*Exercise brief:*
Please rewrite each of the items below as one entry in a numbered list, leaving out any blank lines.

Stored entries
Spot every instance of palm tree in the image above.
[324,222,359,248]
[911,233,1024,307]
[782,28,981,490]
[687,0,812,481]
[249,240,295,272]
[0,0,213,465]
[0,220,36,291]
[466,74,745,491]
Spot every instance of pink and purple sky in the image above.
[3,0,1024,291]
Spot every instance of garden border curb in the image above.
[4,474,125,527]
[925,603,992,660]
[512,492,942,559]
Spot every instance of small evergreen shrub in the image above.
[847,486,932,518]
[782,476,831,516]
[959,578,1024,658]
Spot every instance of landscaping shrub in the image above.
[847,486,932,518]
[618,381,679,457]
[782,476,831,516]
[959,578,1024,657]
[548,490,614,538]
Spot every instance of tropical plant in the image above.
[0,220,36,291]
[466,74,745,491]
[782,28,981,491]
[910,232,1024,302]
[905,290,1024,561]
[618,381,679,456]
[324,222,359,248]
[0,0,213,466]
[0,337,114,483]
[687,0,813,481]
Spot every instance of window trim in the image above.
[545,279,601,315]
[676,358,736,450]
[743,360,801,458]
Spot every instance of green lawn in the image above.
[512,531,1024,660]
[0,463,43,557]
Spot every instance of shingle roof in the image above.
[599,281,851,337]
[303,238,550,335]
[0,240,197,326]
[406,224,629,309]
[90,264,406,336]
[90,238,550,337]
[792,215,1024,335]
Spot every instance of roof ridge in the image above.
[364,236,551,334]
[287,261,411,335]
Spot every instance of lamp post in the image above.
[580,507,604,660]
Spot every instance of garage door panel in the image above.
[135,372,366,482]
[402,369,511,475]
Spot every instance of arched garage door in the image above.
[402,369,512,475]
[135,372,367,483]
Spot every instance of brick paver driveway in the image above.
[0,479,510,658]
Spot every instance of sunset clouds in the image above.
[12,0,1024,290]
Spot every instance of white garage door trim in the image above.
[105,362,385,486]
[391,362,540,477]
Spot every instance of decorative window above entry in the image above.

*The answer:*
1. Spot every instance of palm tree in the image above.
2. [324,222,359,248]
3. [911,233,1024,307]
4. [782,28,981,490]
5. [687,0,812,481]
6. [249,240,295,272]
7. [0,0,213,465]
8. [0,220,36,291]
9. [466,74,745,491]
10. Spot every instance of pink and purple sky in the image above.
11. [3,0,1024,291]
12. Spot every instance of garden border curb in the image above.
13. [4,474,125,527]
14. [925,603,992,660]
15. [512,492,942,559]
16. Spot every instance of small evergreen shrub in the image above.
17. [847,486,932,518]
18. [782,476,831,516]
19. [959,578,1024,658]
20. Spot every instance of landscaping shrub in the image above.
21. [847,486,932,518]
22. [618,381,679,457]
23. [782,476,831,516]
24. [959,578,1024,657]
25. [548,490,614,538]
26. Spot every instance of tropical plant in the image above.
27. [0,220,36,291]
28. [466,74,745,491]
29. [782,28,981,491]
30. [910,232,1024,302]
31. [905,290,1024,561]
32. [618,381,679,456]
33. [324,222,359,248]
34. [0,0,213,466]
35. [0,337,114,483]
36. [687,0,813,481]
37. Spot every instance of window trim in the image above.
38. [545,279,601,315]
39. [676,358,736,450]
40. [743,360,801,458]
41. Spot every instance of green lawn in the image above.
42. [512,531,1024,660]
43. [0,463,43,557]
44. Spot every instance of shingle roof in the image above.
45. [599,281,851,337]
46. [303,238,550,335]
47. [0,240,197,326]
48. [406,224,629,309]
49. [90,264,406,336]
50. [90,238,550,337]
51. [792,215,1024,335]
52. Spot every instance of roof ridge in the image above.
53. [364,236,551,334]
54. [287,261,411,335]
55. Spot every instance of lamp post in the image above.
56. [580,507,604,660]
57. Spot every instance of garage door panel in the image above.
58. [135,372,366,482]
59. [402,369,511,475]
60. Spot every instance of arched garage door in the image above.
61. [402,369,512,475]
62. [135,372,367,483]
63. Spot every instance of brick paver driveway in the image above.
64. [0,479,510,658]
65. Spot every instance of sunset clouds in the image above.
66. [12,0,1024,290]
67. Spot every instance of white garage door trim in the image above.
68. [105,362,385,486]
69. [391,362,540,477]
70. Spot every instance of decorative window above entry in the image above.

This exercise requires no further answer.